- INFORMATION PROVIDED -
========

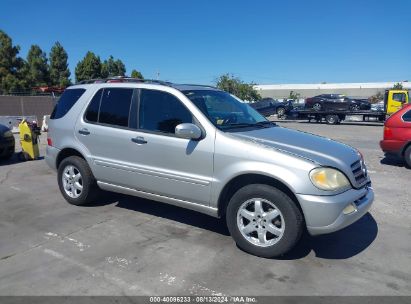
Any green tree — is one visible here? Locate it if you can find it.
[24,44,50,86]
[50,41,70,87]
[216,74,261,101]
[0,30,27,94]
[392,82,404,90]
[288,91,301,100]
[368,91,384,103]
[131,70,144,79]
[75,51,102,81]
[101,55,126,78]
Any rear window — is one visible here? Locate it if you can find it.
[50,89,86,119]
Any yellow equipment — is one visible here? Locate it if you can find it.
[384,90,410,115]
[19,119,40,160]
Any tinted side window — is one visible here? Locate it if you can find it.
[402,110,411,122]
[392,93,405,102]
[85,89,103,122]
[139,89,193,134]
[50,89,86,119]
[98,88,133,127]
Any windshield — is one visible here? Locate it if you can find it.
[183,90,274,130]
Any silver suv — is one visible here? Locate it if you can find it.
[46,78,374,257]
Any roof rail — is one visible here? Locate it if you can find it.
[76,76,173,86]
[178,83,218,89]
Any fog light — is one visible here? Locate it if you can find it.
[343,203,357,214]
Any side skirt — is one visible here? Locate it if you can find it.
[97,181,218,217]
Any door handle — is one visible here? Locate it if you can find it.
[131,136,147,145]
[78,128,90,135]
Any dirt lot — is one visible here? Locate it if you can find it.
[0,122,411,295]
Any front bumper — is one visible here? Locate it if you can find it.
[297,186,374,235]
[44,146,60,170]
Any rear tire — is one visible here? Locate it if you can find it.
[313,102,323,111]
[226,184,303,258]
[277,107,285,117]
[57,156,100,206]
[325,114,340,125]
[404,145,411,169]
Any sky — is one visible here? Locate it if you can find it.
[0,0,411,84]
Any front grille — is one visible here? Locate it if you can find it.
[351,160,367,185]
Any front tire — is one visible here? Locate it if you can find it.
[277,107,285,117]
[57,156,99,206]
[226,184,303,258]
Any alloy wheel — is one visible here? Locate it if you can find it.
[237,198,285,247]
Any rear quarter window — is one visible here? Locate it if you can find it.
[50,89,86,119]
[402,110,411,122]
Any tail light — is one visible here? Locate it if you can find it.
[384,126,392,139]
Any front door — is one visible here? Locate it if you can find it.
[128,89,215,205]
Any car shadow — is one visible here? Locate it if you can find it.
[277,213,378,260]
[88,192,378,260]
[380,155,406,167]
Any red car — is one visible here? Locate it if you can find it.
[380,104,411,168]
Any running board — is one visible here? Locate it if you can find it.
[97,182,218,217]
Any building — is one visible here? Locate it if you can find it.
[254,81,411,99]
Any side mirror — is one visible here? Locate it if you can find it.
[175,123,202,140]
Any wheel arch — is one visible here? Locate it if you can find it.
[217,173,304,217]
[401,140,411,157]
[56,148,86,169]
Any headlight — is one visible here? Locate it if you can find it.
[310,168,350,191]
[3,130,13,137]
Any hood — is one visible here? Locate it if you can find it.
[231,127,360,171]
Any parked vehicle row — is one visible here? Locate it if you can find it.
[250,98,293,116]
[380,105,411,168]
[305,94,371,111]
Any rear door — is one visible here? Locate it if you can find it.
[75,87,137,186]
[118,89,215,205]
[387,90,408,114]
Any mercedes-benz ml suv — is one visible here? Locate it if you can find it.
[46,78,374,257]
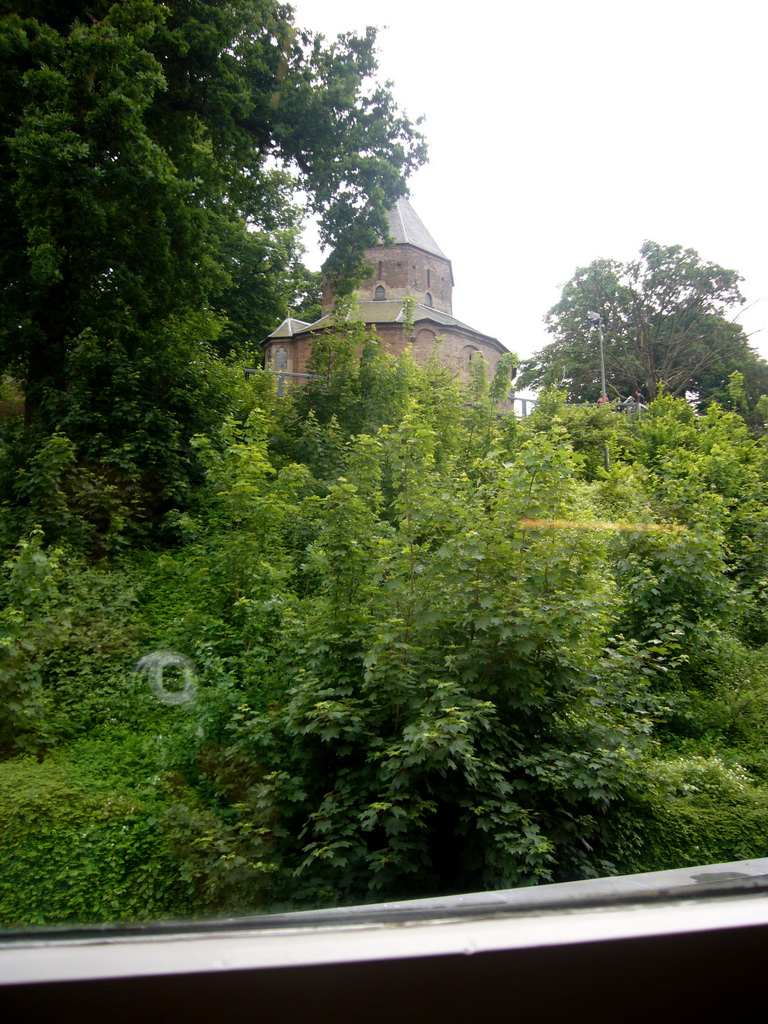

========

- THE EXERCISE -
Swap "hood" for "bonnet" in the lines from the one containing "Any running board" through the end of the listing, and give back only those lines with everything else unchanged and the pictures left out.

- RESPONSE -
Any running board — is one visible here? Locate it if you can find it.
[97,182,218,217]
Any building — is one visible here? Locate it if you can find it.
[254,81,411,99]
Any side mirror — is one visible here? Locate it if you can find it.
[175,123,202,140]
Any wheel arch — is one visible here? Locate it if you can find it.
[217,173,304,217]
[401,140,411,157]
[56,148,86,169]
Any headlight — is one visible here? Locate it if you can find it.
[310,168,350,191]
[3,130,13,137]
Any bonnet — is one visible here? Locate it if you can find it.
[231,127,360,171]
Any parked vehicle row — is one visible here? Locate it if you can find it.
[250,98,293,116]
[380,105,411,168]
[305,94,371,111]
Any rear door — is one visible here? Locate it if you can find it.
[75,87,137,186]
[118,89,215,205]
[387,90,408,114]
Any mercedes-benz ml suv — is one visible here? Locate it if you can find it.
[46,78,374,257]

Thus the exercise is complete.